EXERCISE:
Report how many lines of the material below contain the string "bank". Give only the number.

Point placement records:

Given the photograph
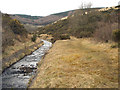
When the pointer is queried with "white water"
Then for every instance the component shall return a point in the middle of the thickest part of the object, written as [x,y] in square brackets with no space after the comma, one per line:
[14,77]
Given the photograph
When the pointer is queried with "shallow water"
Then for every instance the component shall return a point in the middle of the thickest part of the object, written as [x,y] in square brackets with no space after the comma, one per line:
[18,75]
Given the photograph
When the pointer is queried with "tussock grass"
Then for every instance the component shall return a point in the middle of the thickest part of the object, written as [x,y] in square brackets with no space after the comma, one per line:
[79,63]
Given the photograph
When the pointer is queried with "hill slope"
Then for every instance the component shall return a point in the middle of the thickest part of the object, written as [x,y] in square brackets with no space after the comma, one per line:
[39,20]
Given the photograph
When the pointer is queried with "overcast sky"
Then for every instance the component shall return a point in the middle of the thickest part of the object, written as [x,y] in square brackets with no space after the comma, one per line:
[47,7]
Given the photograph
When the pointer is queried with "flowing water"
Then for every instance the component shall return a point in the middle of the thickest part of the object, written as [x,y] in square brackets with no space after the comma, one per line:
[18,75]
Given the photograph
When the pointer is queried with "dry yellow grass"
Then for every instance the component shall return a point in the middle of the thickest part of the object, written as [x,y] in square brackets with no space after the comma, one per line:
[78,63]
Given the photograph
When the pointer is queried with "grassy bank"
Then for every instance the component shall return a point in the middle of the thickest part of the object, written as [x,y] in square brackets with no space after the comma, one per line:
[78,63]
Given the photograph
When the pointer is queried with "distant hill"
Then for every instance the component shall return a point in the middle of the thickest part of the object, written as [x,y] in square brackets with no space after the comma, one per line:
[40,20]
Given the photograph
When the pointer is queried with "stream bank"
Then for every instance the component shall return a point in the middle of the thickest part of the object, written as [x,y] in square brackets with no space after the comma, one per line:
[18,75]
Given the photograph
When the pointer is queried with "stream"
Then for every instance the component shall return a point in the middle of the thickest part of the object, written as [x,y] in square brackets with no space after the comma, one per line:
[18,75]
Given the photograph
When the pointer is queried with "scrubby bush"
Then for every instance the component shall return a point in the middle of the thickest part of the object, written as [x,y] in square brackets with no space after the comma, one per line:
[17,27]
[64,36]
[116,35]
[34,38]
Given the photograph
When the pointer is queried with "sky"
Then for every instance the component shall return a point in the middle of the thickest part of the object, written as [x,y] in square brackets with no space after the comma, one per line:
[47,7]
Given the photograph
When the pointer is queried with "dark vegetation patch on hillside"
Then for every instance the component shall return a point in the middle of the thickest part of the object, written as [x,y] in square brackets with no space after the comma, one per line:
[86,23]
[12,30]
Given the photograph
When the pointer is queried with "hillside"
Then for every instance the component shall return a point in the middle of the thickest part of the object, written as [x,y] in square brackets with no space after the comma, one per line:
[40,20]
[85,23]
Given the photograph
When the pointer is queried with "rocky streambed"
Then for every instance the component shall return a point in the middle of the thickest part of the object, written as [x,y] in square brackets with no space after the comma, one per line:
[18,75]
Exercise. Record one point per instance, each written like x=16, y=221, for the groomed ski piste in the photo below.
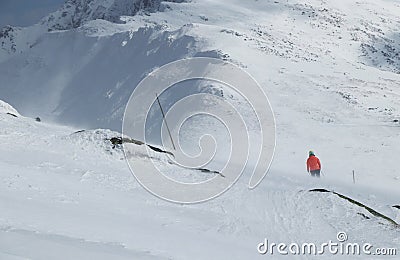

RESPONSE:
2